§ WRITTEN TASKS
1. In the Ceph debugging page, to what file does the crushmap download step write the decompiled map?
2. Pick up the Ceph debugging page after its last line and continue it.

** BEGIN PAGE TEXT **

CEPH Debugging, Tips & Tricks (rook-ceph)

Start by setting the block pool name:

export CEPH_POOL_NAME="my-block-pool-name"

General Tools

Just some general tips & tricks.

# Debugging & Status of pool & OSD
    rados df && ceph osd pool stats $CEPH_POOL_NAME && ceph status

# Find diff of objects created within 5 seconds time
    val1=$(rados -p $CEPH_POOL_NAME ls | sort ) && sleep 5 && val2=$(rados -p $CEPH_POOL_NAME ls | sort) && echo " ${val1}, ${val2}" | tr ',' '\n' | sort | uniq -u | paste -sd,

# RADOS purge data [BE CAUTIOUS, THIS WILL KILL EVERYTHING]
    rados purge $CEPH_POOL_NAME--yes-i-really-really-mean-it

Snapshots & Images

The below shows an example of how to find the snapshots and images created, and how to follow-up through from beginning to the end. Super useful, if you are dealing with snapshots.

# List all images
    rbd ls --pool $CEPH_POOL_NAME

# List snap info
    rbd info --pool $CEPH_POOL_NAME csi-vol-713d9f6a-87f8-11ec-a353-9e0afa686c7c

# List Images & Snapshots counts
    rbd pool stats --pool $CEPH_POOL_NAME

# Actual Snapshots
    rbd snap list --pool $CEPH_POOL_NAME csi-vol-6ee6f0d5-8805-11ec-a353-9e0afa686c7c

# Block sizes and diffs
    rbd diff --pool $CEPH_POOL_NAME csi-vol-2c3ba18b-82a5-11ec-bad4-c206a9ecc8f4

Crushmap [download / upload]

action=download
#action=$1
if [ $action == "download" ]; then
   ceph osd getcrushmap -o /tmp/ma-crush-map
   crushtool -d /tmp/ma-crush-map -o /tmp/ma-crush-map.txt
   cat /tmp/ma-crush-map.txt
elif [ $action == "upload" ]; then
   crushtool -c /tmp/ma-crush-map.txt -o /tmp/ma-crush-new-map
   ceph osd setcrushmap -i /tmp/ma-crush-new-map
else
   echo "Usage: ./crushmap.sh [download | upload ]"

** END PAGE TEXT **
** BEGIN MATERIAL **

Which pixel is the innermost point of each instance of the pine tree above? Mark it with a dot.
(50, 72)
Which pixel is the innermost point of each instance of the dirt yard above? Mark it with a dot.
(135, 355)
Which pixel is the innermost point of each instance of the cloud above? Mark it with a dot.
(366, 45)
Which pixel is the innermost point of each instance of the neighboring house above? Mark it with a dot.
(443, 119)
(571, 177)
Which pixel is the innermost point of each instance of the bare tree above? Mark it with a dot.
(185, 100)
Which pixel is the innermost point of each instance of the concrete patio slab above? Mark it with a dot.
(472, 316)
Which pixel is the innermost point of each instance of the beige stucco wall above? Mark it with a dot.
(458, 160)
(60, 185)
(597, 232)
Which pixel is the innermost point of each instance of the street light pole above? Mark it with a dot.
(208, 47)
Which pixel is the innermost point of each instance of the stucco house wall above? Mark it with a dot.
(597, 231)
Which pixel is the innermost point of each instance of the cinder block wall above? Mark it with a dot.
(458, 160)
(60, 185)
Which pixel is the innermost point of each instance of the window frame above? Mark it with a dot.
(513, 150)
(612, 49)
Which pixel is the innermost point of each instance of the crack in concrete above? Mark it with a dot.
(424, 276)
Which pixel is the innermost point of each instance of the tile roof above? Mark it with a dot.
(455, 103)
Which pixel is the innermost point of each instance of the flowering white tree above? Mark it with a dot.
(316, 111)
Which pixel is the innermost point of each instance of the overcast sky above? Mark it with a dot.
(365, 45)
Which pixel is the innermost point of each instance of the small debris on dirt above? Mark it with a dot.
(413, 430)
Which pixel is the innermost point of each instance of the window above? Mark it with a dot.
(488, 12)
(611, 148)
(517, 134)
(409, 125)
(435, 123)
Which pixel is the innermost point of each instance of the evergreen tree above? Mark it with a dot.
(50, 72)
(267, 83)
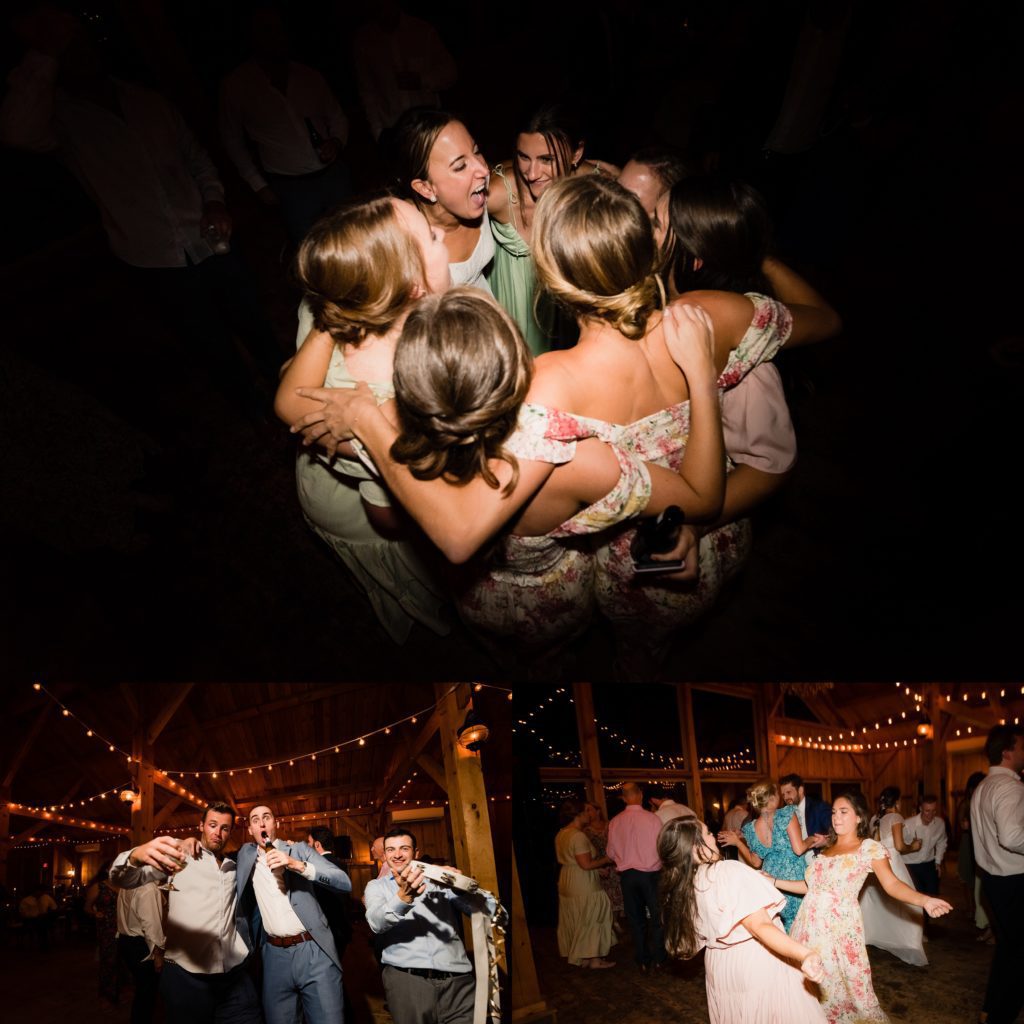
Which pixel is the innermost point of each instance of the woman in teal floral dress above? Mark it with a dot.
(772, 842)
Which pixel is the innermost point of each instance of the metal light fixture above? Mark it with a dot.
(473, 732)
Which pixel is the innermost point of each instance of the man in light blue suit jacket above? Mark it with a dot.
(278, 913)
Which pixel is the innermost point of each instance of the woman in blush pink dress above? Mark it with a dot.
(829, 920)
(756, 974)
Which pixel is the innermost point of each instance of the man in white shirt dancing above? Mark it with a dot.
(925, 864)
(997, 828)
(204, 979)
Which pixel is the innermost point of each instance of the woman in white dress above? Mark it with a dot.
(890, 925)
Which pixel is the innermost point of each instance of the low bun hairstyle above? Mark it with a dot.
(725, 223)
(595, 252)
(358, 269)
(461, 374)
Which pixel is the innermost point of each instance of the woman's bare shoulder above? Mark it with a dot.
(730, 312)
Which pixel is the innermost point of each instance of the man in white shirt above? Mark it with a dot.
(159, 195)
(925, 864)
(997, 829)
(140, 944)
(205, 979)
(667, 808)
(289, 114)
(400, 62)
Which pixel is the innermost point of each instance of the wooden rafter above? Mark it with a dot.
(400, 765)
(167, 712)
(15, 763)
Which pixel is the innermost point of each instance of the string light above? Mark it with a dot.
(333, 747)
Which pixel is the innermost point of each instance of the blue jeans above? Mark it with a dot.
(639, 898)
(300, 980)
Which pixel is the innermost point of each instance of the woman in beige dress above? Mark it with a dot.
(584, 909)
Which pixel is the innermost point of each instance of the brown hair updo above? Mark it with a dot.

** END MATERIAL **

§ ANSWERS BY TASK
1. /tmp/ma-crush-map.txt

2.
fi

Performance Testing

## Prerequisites
  # NOTE: Before running any of the benchmarks in subsequent sections, drop all caches in the osd pods, using below:
    sudo echo 3 | sudo tee /proc/sys/vm/drop_caches && sudo sync

## Tests
  # Test the IO (Shell into OSD pod)
    dd if=/dev/zero bs=1G count=1


## Run performance benchmark on the PG (run from toolbox)
  # Write performance
      rados bench -p $CEPH_POOL_NAME 10 write --no-cleanup
  # Sequential read
      rados bench -p $CEPH_POOL_NAME 10 seq
  # Random read
      rados bench -p $CEPH_POOL_NAME 10 rand


## Cleanup benchmark data (toolbox)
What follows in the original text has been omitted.